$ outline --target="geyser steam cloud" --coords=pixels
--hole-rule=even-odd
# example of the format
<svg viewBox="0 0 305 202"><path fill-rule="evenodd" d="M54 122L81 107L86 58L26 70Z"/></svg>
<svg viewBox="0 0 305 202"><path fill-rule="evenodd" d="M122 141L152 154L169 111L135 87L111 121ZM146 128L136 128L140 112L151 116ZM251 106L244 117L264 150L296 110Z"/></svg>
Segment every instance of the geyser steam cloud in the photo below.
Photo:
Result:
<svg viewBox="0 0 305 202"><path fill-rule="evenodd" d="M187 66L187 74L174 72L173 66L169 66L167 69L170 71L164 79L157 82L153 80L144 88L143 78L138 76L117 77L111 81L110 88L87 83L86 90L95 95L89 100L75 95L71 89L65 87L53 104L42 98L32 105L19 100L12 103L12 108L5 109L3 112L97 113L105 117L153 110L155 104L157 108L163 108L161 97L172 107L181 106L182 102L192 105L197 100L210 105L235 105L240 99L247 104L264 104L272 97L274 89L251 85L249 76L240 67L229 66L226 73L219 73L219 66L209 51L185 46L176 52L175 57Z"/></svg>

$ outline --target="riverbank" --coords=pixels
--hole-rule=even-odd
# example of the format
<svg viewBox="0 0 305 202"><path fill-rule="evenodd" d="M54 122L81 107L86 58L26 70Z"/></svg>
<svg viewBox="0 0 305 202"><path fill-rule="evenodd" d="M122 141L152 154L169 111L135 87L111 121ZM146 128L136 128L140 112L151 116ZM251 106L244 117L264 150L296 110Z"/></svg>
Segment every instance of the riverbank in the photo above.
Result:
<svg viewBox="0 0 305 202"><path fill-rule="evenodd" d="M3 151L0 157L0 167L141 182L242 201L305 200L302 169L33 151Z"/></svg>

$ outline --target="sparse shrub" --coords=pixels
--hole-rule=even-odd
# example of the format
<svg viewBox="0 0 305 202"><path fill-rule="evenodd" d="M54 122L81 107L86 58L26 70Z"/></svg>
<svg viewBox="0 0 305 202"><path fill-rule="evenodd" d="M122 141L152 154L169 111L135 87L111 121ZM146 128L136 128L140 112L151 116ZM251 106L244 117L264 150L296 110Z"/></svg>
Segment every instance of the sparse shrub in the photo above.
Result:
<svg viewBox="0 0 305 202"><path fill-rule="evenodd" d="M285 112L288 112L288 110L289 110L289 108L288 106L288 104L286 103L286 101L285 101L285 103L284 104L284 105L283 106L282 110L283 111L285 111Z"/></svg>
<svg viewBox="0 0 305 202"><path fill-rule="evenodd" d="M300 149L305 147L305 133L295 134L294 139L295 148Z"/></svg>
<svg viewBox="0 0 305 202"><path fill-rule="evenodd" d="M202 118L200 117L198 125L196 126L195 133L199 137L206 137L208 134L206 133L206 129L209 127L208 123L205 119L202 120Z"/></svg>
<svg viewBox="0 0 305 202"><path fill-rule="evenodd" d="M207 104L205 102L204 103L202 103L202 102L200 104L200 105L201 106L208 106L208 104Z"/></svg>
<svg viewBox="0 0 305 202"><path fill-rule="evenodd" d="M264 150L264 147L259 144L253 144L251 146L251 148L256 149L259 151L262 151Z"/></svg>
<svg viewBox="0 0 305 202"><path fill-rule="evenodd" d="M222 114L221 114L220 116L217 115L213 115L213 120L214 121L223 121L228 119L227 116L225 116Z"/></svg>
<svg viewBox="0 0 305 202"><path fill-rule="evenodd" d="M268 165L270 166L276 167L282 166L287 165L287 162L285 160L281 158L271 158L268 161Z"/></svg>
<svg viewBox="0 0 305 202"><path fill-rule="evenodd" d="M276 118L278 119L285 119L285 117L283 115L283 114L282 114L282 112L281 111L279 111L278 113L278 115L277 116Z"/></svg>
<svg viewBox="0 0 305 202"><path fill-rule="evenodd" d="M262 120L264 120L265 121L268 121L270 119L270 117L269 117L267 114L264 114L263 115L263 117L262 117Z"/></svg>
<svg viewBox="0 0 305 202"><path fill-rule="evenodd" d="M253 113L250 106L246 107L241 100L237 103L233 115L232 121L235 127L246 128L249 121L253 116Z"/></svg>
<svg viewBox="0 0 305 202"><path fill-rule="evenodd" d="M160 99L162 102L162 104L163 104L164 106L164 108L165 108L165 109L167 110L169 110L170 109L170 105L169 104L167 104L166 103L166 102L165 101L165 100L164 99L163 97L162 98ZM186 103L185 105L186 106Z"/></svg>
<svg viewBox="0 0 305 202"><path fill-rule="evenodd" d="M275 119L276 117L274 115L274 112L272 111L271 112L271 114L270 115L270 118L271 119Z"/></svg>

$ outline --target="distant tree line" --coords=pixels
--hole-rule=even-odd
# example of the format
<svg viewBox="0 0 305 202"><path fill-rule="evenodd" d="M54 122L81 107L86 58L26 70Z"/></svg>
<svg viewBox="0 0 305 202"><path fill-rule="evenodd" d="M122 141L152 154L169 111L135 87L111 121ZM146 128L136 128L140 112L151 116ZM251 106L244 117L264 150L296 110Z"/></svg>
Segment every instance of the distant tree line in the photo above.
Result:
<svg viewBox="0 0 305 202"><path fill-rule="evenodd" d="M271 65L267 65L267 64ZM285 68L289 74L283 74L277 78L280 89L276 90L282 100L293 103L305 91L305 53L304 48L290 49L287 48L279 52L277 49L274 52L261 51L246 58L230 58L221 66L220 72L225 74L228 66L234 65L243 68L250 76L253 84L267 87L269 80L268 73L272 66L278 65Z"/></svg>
^^^^^^^^
Task to carry out: All entries shown above should be printed again exactly.

Solution below:
$ outline --target="geyser steam cloud" --coords=pixels
--hole-rule=even-odd
# example of the format
<svg viewBox="0 0 305 202"><path fill-rule="evenodd" d="M54 122L81 107L86 58L26 70Z"/></svg>
<svg viewBox="0 0 305 202"><path fill-rule="evenodd" d="M122 141L152 154L169 111L135 87L111 121ZM146 128L136 128L140 112L151 116ZM251 106L244 117L264 150L296 110Z"/></svg>
Segment every instance of the geyser steam cloud in the photo below.
Photo:
Result:
<svg viewBox="0 0 305 202"><path fill-rule="evenodd" d="M187 66L187 74L174 72L173 66L169 66L167 69L170 71L164 79L157 82L153 80L144 88L143 78L138 76L117 77L111 81L110 88L87 83L86 90L95 95L89 100L75 95L71 89L65 87L53 104L42 98L32 105L19 100L12 103L12 108L5 109L3 112L97 113L105 117L153 110L155 104L157 108L163 108L161 97L172 107L181 106L182 102L192 105L197 100L210 105L235 105L240 99L247 104L264 104L272 97L274 89L251 85L249 76L240 67L229 66L226 73L219 73L219 66L209 51L185 46L176 52L175 57Z"/></svg>

$ outline --target="riverbank" --coords=pixels
--hole-rule=even-odd
# example of the format
<svg viewBox="0 0 305 202"><path fill-rule="evenodd" d="M54 122L81 107L86 58L26 70Z"/></svg>
<svg viewBox="0 0 305 202"><path fill-rule="evenodd" d="M122 141L152 154L169 111L135 87L111 121ZM146 128L136 128L140 112L151 116ZM251 106L244 117L264 150L296 110Z"/></svg>
Segment every instance of the riverbank in the photo above.
Result:
<svg viewBox="0 0 305 202"><path fill-rule="evenodd" d="M3 151L0 157L0 167L141 182L242 201L305 200L302 169L33 151Z"/></svg>

$ outline --target="sparse shrub" --coords=pixels
--hole-rule=even-odd
# example of the format
<svg viewBox="0 0 305 202"><path fill-rule="evenodd" d="M54 122L81 107L86 58L26 70Z"/></svg>
<svg viewBox="0 0 305 202"><path fill-rule="evenodd" d="M122 141L152 154L169 111L135 87L111 121ZM146 128L136 128L140 112L151 116ZM251 106L244 117L264 150L296 110Z"/></svg>
Segment every instance of the sparse shrub in the photo above.
Result:
<svg viewBox="0 0 305 202"><path fill-rule="evenodd" d="M285 112L288 112L288 110L289 110L289 108L288 106L288 104L286 103L286 101L285 101L285 103L284 104L284 105L283 106L282 110L283 111L285 111Z"/></svg>
<svg viewBox="0 0 305 202"><path fill-rule="evenodd" d="M300 149L305 147L305 133L295 134L294 139L295 148Z"/></svg>
<svg viewBox="0 0 305 202"><path fill-rule="evenodd" d="M202 118L200 117L198 125L196 126L195 133L199 137L206 137L208 134L206 133L206 129L209 127L208 123L205 119L202 120Z"/></svg>
<svg viewBox="0 0 305 202"><path fill-rule="evenodd" d="M207 104L205 102L204 103L202 103L202 102L200 104L200 105L201 106L208 106L208 104Z"/></svg>
<svg viewBox="0 0 305 202"><path fill-rule="evenodd" d="M264 150L264 147L259 144L253 144L251 146L251 148L256 149L259 151L262 151Z"/></svg>
<svg viewBox="0 0 305 202"><path fill-rule="evenodd" d="M222 114L221 114L220 116L217 115L213 115L213 120L214 121L223 121L228 119L227 116L225 116Z"/></svg>
<svg viewBox="0 0 305 202"><path fill-rule="evenodd" d="M268 165L270 166L276 167L282 166L287 165L287 162L285 160L281 158L271 158L268 161Z"/></svg>
<svg viewBox="0 0 305 202"><path fill-rule="evenodd" d="M276 118L278 119L285 119L285 117L283 115L283 114L282 114L282 112L281 111L279 111L278 113L278 115L277 116Z"/></svg>
<svg viewBox="0 0 305 202"><path fill-rule="evenodd" d="M262 120L264 120L265 121L268 121L270 119L270 117L269 117L267 114L264 114L263 115L263 117L262 117Z"/></svg>
<svg viewBox="0 0 305 202"><path fill-rule="evenodd" d="M253 113L250 106L246 107L241 100L237 103L233 115L232 121L235 127L246 128L249 121L253 116Z"/></svg>
<svg viewBox="0 0 305 202"><path fill-rule="evenodd" d="M160 99L162 102L162 104L163 104L164 106L164 108L165 108L165 109L167 110L169 110L170 109L170 105L169 104L167 104L166 103L166 102L165 101L165 100L164 99L163 97L162 98ZM186 103L185 105L186 106Z"/></svg>
<svg viewBox="0 0 305 202"><path fill-rule="evenodd" d="M275 119L276 117L274 115L274 112L272 111L271 112L271 114L270 115L270 118L271 119Z"/></svg>

$ outline --target="distant tree line" --coords=pixels
--hole-rule=even-odd
# example of the format
<svg viewBox="0 0 305 202"><path fill-rule="evenodd" d="M54 122L81 107L86 58L26 70Z"/></svg>
<svg viewBox="0 0 305 202"><path fill-rule="evenodd" d="M122 141L152 154L169 111L135 87L111 121ZM146 128L136 128L140 112L151 116ZM251 106L244 117L264 150L296 110Z"/></svg>
Segment every instance of the distant tree line in the photo above.
Result:
<svg viewBox="0 0 305 202"><path fill-rule="evenodd" d="M271 65L267 65L267 64ZM285 68L289 74L283 74L277 78L280 89L276 90L282 100L293 103L305 91L305 53L304 48L290 49L287 48L279 52L277 49L274 52L261 51L246 58L230 58L221 66L220 72L225 74L228 66L234 65L243 68L250 76L253 84L267 87L269 80L268 73L272 66L278 65Z"/></svg>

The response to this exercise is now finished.